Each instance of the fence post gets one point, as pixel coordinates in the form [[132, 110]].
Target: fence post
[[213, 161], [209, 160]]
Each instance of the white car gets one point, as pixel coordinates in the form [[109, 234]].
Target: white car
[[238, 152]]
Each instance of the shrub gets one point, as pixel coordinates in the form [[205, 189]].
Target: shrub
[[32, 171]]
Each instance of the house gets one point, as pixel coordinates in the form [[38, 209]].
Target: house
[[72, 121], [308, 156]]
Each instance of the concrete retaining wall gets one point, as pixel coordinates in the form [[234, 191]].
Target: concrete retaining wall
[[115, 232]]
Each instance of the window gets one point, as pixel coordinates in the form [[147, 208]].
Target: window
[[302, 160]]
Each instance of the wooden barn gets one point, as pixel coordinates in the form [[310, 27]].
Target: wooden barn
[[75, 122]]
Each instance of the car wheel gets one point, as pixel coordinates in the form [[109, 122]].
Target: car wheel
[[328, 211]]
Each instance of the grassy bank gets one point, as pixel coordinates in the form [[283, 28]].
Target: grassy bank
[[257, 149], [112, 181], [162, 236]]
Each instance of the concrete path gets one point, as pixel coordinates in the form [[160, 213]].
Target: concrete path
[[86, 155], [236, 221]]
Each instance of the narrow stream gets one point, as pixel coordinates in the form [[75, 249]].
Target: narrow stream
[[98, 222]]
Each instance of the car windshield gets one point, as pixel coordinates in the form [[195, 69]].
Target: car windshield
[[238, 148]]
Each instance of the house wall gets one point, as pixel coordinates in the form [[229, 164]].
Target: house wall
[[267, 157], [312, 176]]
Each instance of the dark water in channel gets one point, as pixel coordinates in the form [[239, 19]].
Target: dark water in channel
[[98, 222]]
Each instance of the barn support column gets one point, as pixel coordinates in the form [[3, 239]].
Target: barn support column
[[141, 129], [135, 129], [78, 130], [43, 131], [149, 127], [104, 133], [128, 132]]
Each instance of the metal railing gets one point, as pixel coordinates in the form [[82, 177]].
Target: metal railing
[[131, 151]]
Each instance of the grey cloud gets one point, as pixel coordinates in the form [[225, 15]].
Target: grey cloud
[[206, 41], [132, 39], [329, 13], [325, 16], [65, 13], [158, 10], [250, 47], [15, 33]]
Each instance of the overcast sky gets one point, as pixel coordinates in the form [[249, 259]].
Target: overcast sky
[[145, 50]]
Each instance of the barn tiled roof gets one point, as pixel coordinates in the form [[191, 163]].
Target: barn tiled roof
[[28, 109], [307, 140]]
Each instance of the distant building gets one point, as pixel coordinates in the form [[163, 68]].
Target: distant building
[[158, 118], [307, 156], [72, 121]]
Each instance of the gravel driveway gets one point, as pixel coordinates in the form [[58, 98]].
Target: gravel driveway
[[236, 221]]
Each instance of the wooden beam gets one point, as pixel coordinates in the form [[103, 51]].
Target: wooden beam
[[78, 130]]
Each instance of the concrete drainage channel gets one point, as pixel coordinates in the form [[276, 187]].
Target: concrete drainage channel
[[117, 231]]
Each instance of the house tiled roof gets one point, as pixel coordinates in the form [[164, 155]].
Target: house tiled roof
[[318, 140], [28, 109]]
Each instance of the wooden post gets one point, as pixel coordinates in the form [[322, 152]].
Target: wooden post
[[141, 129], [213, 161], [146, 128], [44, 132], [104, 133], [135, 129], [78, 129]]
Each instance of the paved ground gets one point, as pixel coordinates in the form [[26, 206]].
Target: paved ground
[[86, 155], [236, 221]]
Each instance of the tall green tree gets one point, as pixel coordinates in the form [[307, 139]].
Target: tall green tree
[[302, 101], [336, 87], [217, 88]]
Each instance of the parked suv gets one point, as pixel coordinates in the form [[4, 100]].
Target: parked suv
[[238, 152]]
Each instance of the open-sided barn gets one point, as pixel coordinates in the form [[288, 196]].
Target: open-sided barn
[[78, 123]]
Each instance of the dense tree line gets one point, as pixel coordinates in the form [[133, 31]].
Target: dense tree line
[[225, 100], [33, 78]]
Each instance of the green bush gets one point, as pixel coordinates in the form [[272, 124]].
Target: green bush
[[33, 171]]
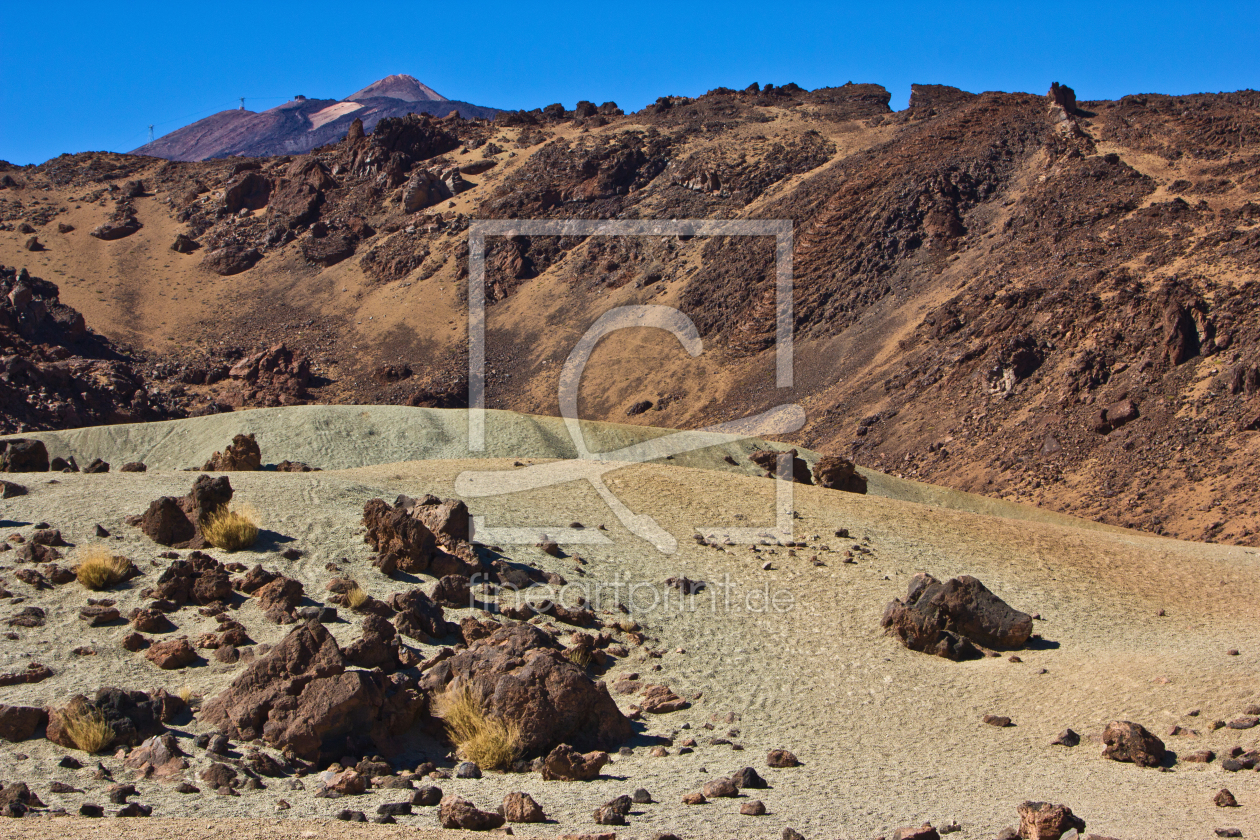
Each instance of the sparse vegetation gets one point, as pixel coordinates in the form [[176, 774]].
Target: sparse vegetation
[[231, 529], [100, 569], [493, 744], [355, 597], [87, 727]]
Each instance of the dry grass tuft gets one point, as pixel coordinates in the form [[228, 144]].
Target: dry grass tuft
[[231, 529], [100, 569], [355, 597], [490, 743], [87, 728]]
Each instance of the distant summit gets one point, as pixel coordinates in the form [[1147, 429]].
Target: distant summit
[[401, 86], [303, 124]]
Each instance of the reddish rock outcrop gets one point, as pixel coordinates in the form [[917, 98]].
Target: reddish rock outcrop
[[177, 522], [519, 675], [301, 698], [242, 456], [566, 765], [954, 617], [1132, 742], [1047, 821], [455, 812]]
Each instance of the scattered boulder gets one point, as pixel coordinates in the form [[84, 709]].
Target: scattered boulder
[[720, 788], [660, 699], [837, 472], [521, 676], [177, 522], [953, 618], [170, 655], [1132, 742], [1047, 821], [1066, 738], [521, 807], [300, 698], [418, 616], [20, 722], [184, 244], [231, 260], [781, 758], [242, 456], [22, 455], [566, 765], [116, 228], [456, 812], [749, 778], [769, 461]]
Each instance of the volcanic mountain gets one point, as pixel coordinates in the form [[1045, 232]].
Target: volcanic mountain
[[303, 124], [1023, 296]]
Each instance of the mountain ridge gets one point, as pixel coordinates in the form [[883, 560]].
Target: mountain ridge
[[304, 124]]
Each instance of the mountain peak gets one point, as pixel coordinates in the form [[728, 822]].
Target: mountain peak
[[400, 86]]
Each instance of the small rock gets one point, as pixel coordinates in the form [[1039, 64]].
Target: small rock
[[781, 758], [1066, 738]]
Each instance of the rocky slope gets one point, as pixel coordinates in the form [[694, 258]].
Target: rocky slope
[[1037, 299]]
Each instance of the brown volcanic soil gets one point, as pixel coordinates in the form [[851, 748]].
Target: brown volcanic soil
[[977, 278]]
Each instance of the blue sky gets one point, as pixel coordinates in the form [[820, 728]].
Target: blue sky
[[85, 76]]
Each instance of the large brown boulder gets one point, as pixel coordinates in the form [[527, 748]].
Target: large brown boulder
[[199, 578], [954, 617], [455, 812], [521, 676], [402, 542], [178, 522], [116, 228], [247, 190], [1047, 821], [20, 455], [837, 472], [377, 647], [446, 518], [1132, 742], [242, 456], [134, 715], [769, 461], [301, 698], [566, 765], [418, 617], [231, 260]]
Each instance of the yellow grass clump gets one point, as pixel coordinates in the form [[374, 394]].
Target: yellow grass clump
[[490, 743], [98, 568], [231, 529], [355, 597], [87, 727]]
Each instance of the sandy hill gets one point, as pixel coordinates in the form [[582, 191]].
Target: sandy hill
[[1132, 627], [1028, 297]]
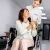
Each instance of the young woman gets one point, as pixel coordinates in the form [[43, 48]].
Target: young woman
[[24, 37]]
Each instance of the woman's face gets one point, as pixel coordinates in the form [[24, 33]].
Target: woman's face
[[26, 14], [36, 4]]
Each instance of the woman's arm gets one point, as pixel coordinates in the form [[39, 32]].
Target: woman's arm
[[20, 28]]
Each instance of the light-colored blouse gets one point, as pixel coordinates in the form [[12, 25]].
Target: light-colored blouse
[[23, 32]]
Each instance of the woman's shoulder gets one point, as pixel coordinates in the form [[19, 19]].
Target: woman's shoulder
[[18, 21]]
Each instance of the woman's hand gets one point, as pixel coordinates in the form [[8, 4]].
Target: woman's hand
[[34, 24]]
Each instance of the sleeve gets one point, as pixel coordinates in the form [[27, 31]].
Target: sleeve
[[20, 28], [39, 17], [34, 33]]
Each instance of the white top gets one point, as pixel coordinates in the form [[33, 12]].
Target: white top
[[23, 32], [35, 13]]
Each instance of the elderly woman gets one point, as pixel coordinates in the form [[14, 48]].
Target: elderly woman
[[25, 31]]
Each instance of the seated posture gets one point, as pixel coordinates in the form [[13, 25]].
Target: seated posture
[[25, 32]]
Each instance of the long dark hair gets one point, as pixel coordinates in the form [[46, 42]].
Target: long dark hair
[[21, 12]]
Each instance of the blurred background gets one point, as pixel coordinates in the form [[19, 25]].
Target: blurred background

## Given request
Rewrite the records from the start through the line containing "133], [128, 132]]", changing "pixel coordinates" to "image coordinates" and leaving everything else unchanged. Give only those lines.

## Exercise response
Each instance of the fence post gets one point, as image coordinates in the form [[132, 110]].
Target: fence post
[[213, 161], [209, 160]]
Each instance of the white car gets one point, as image coordinates in the form [[109, 234]].
Target: white car
[[238, 152]]
Each instance of the shrub gets one point, as image coordinates in the form [[205, 189]].
Target: shrub
[[32, 171]]
Each instance of the house gets one point, as image coordinates in the form [[38, 209]].
Target: house
[[72, 121], [308, 156]]
Each instance of the concrete retaining wall gets one point, as image coordinates in the form [[234, 191]].
Target: concrete retaining wall
[[115, 232]]
Each instance of the window gets one point, as image coordinates in the form [[147, 208]].
Target: window
[[302, 160]]
Each instance of the wooden barn gets one point, as image coordinates in the form [[310, 27]].
Target: wooden barn
[[75, 122]]
Each instance of the car wheel gets one point, as image coordinates in the form [[109, 122]].
Target: car wheel
[[328, 211]]
Each instance of the grassy bank gets one point, as image coordinates in the form [[283, 28]].
Target: grassy bank
[[257, 149], [112, 181], [162, 236]]
Each instance of the concrete path gets one point, as image coordinates in the form [[160, 213]].
Target: concrete path
[[86, 155], [236, 221]]
Each instance of the narrow stream gets one point, as image coordinates in the form [[75, 249]].
Target: narrow stream
[[98, 222]]
Each instance of the car windshield gets one point, as image coordinates in the form [[195, 69]].
Target: car windshield
[[238, 148]]
Each instance of the house wall gets one point, as image coordinates in the form [[229, 164]].
Target: house wall
[[267, 157], [312, 176]]
Each instance of the dark water in channel gets one point, as image coordinates in the form [[239, 19]].
Target: dark water in channel
[[98, 222]]
Each instance of the barn support column gets one point, as image coordinates in the form [[3, 239]].
Target: barn support column
[[141, 129], [135, 129], [78, 130], [43, 131], [149, 127], [104, 133], [128, 132]]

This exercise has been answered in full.